__Consigne__. Dans le texte étudié ci-dessous, résumez, s'il vous plaît, le paragraphe qui commence par « Ce n’est pas en s’attaquant aux aides sociales » en quelques phrases et gardez-en les idées principales.

Ce dont nous devrions avoir honte en revanche, c’est d’avoir laissé se créer des situations dans lesquelles nos concitoyens les plus pauvres sont placés devant le choix entre deux misères: celle de percevoir des aides sociales, ou celle de travailler pour un salaire qui ne permet pas de vivre décemment. C’est pour cela que le combat pour la revalorisation des salaires est essentiel. Dans le monde qui est le nôtre, les bas salaires sont le corollaire des hauts revenus. Une entreprise qui paye peu s’assure de gagner plus. Il y a une injustice insupportable à voir sans cesse augmenter les profits pendant que le pouvoir d’achat des plus modestes ne cesse de se réduire. Et ce n’est certainement pas de la faute des pauvres si la perspective d’un travail harassant, précaire, et très mal payé n’est guère plus désirable que la perspective de devoir se contenter des minima sociaux.
Ce n’est pas en s’attaquant aux aides sociales que l’on résoudra cette situation, mais en augmentant les salaires. Et cette augmentation des salaires ne peut s’opérer que d’une seule manière: par la réduction des profits que certains réalisent d’une manière qui, il faut bien le dire, devient scandaleuse. Scandaleuse pourquoi? Parce qu’elle se fait, justement, sur le dos de ceux qui travaillent dur et qui vivent mal, au mépris des principes républicains dont certains qui feraient mieux de se taire se gargarisent volontiers à tout bout de champ dans l’espace public. Il est urgent de repenser le partage des richesses, de réinterroger la notion de propriété, de sonder le principe d’égalité. Pour cela, il faut s’extraire des polémiques, sortir du registre de l’invective généralisée. Tomber dans le piège du populisme en cherchant à cliver la partie la plus faible et la plus fragile de notre corps social est donc une faute grave qui fait le lit de l’extrême-droite rampante, et des ultra-libéraux qui dirigent le monde. Ces questions ne doivent pas fracturer la gauche, mais la souder.

__Lignes fournies__.
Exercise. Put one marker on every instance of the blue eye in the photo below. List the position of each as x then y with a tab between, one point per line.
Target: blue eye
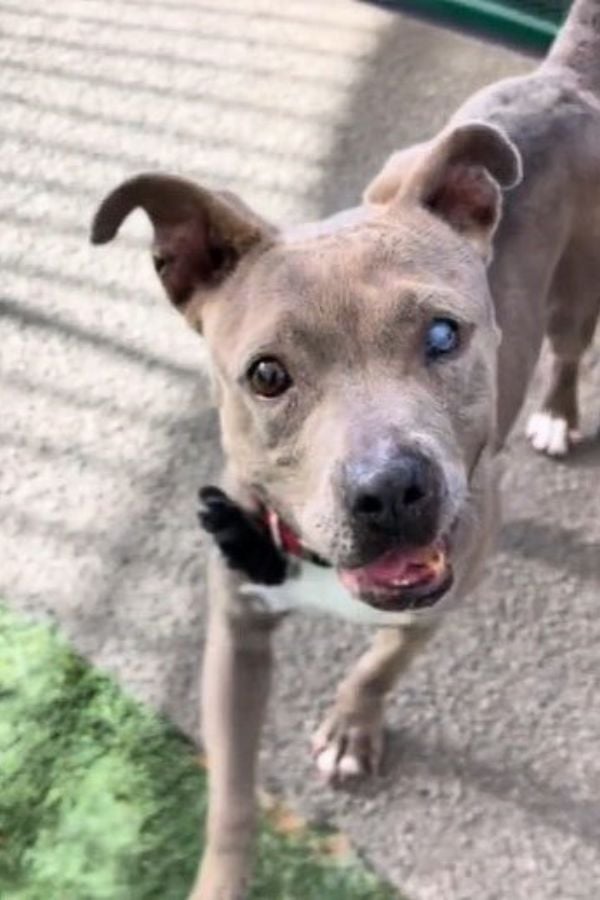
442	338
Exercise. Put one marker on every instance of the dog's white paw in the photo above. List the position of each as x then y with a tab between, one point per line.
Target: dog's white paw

__Réponse__. Pour résoudre cette situation, il ne faut pas s'attaquer aux aides sociales. Il faut augmenter les salaires, ce qui n'est possible qu'en réduisant des profits devenus scandaleux. Ces profits se font sur le dos de ceux qui travaillent dur et vivent mal, au mépris des principes républicains. Il est urgent de repenser le partage des richesses, de réinterroger la notion de propriété et de sonder le principe d'égalité, en sortant des polémiques et de l'invective généralisée. Chercher à cliver la partie la plus faible du corps social est une faute grave qui fait le lit de l'extrême-droite et des ultra-libéraux. Ces questions doivent souder la gauche, non la fracturer.